- Text excerpt -
START
Robert Kozluk (born 5 August 1977) is an English former footballer who played primarily as a right-back.

Born in Mansfield he came through the Derby County youth-team ranks before turning professional in 1997 before joining Sheffield United in March 1999. He spent eight years with the Blades, and made close to 250 appearances for the club, helping them to the Premier League at the end of the 2005–06 season. A three-year spell at Barnsley followed after which he returned to Sheffield United for a further season although by this time was a rarely used squad player. He joined Port Vale on a short-term deal in September 2011, before signing with Bradford City for the remainder of the season in January 2012. He joined Ilkeston in January 2013, and retired in October of that year.

Kozluk has also had loan spells at Huddersfield Town in 2000, Preston North End in 2005 and seventeen days on loan at Wigan Athletic in 2001 where he failed to make a single first team appearance. He was also capped twice for the England under-21s.

Club career

Derby County
Kozluk started his career at Premier League Derby County, where he made his debut in the League Cup on 16 September 1997, playing the full ninety minutes of a 1–0 win over Southend United at Roots Hall. The following month he won a second start, helping the club to beat Tottenham Hotspur 2–1 at White Hart Lane in the next round of the competition. He made his league debut at Anfield on 25 October, in what ended as a 4–0 win for Liverpool. He played four games in November, starting with a 3–0 win over Arsenal and ending with a 4–0 defeat to Chelsea at Stamford Bridge. In all he made twelve appearances in 1997–98.

He was in and out of the first team in 1998–99, and made ten appearances, seven of which were in the Premiership, before his transfer in March 1999.

Sheffield United
In March 1999 Kozluk signed for Sheffield United, as part of a swap deal that took Vassilios Borbokis to Derby and made his United debut in a 3–2 defeat to Tranmere Rovers at Prenton Park.

The following season, retaining his first team place under new manager Neil Warnock, Kozluk made 43 appearances, however at the start of the 2000–01 campaign he joined First Division rivals Huddersfield Town on a three-month loan deal. Having made fourteen appearances for the Terriers he returned to Sheffield United where he managed to win back his first team spot and played regularly until the end of the season.
END
- Data block -
START
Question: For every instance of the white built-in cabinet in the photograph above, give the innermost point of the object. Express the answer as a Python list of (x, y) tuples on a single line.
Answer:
END
- Exercise A -
Copy the text about Robert Kozluk from "Kozluk has also" to "appearances in 1997–98.".
- Exercise B -
Proceed with the Robert Kozluk article, picking up right after its last sentence.

- Final result A -
Kozluk has also had loan spells at Huddersfield Town in 2000, Preston North End in 2005 and seventeen days on loan at Wigan Athletic in 2001 where he failed to make a single first team appearance. He was also capped twice for the England under-21s.

Club career

Derby County
Kozluk started his career at Premier League Derby County, where he made his debut in the League Cup on 16 September 1997, playing the full ninety minutes of a 1–0 win over Southend United at Roots Hall. The following month he won a second start, helping the club to beat Tottenham Hotspur 2–1 at White Hart Lane in the next round of the competition. He made his league debut at Anfield on 25 October, in what ended as a 4–0 win for Liverpool. He played four games in November, starting with a 3–0 win over Arsenal and ending with a 4–0 defeat to Chelsea at Stamford Bridge. In all he made twelve appearances in 1997–98.

- Final result B -
In September 2001 Kozluk again left Bramall Lane on loan, though this time he would not make it onto the pitch for Second Division side Wigan Athletic. He returned to the Blades but found himself out of favour, playing just nine games during the 2001–02 season. Back in the first team in 2002–03, he played 35 league games scoring his first-ever senior goal with a thirty-yard strike against Grimsby Town on 4 March. United went on to have a memorable season as they pushed for promotion to the Premier League and reached the latter stages of both major cup competitions. Kozluk appeared in the play-off Final at the Millennium Stadium, where United lost 3–0 to Wolves. and played in the club's FA Cup semi-final defeat to eventual winners Arsenal.

Kozluk made a total of 47 appearances in 2003–04, as the Blades recorded an eighth-place finish, during which he also scored the second goal of his career when he knocked one past Stoke City's Ed de Goey at the Britannia Stadium on 1 November. Injuries at the start of the season meant that Kozluk lost his place in the first team missed the whole first half of the 2004–05 campaign, the inaugural season of the Championship. He was allowed to join Championship rivals Preston North End on a one-month loan in January 2005 where he played in one FA Cup and one league games for the Lilywhites before returning to Bramall Lane where he played a further nine games before the end of the season.

United finally won promotion to the Premier League in the 2005–06 season, finishing runners up in the Championship, during which Kozluk played 27 league games. A further 20 first team appearances followed in the top flight the following season but the club failed to consolidate their top-flight status and were relegated in a final day show-down with Wigan Athletic. With the club looking to rebuild and cut costs Kozluk was released by United at the end of the season. At the time of his departure he was United's longest serving player, having made 236 league and cup appearances for the club.

Barnsley
In July 2007, Kozluk turned down a contract at Sheffield United and Leeds United to sign for Championship side Barnsley, after manager Simon Davey offered him the highest wages at the club. The club described the signing as a 'massive coup'. Helping the club to avoid relegation by the end of the 2007–08 season, he also played a role in the club reaching the FA Cup FA Cup semi-finals, helping the Tykes to overcome Liverpool at Anfield, and Chelsea at Oakwell, before ultimately losing 1–0 to Cardiff City in the semi-finals at Wembley.

Kozluk was used on the left side of defence in the 2008–09 campaign, and recorded a total of 38 appearances throughout the season. However he failed to hold down a first team place in 2009–10, and missed the last few months of the season with a knee injury. With his contract expiring and the club looking to reduce the wage bill he was released by Barnsley in June 2010.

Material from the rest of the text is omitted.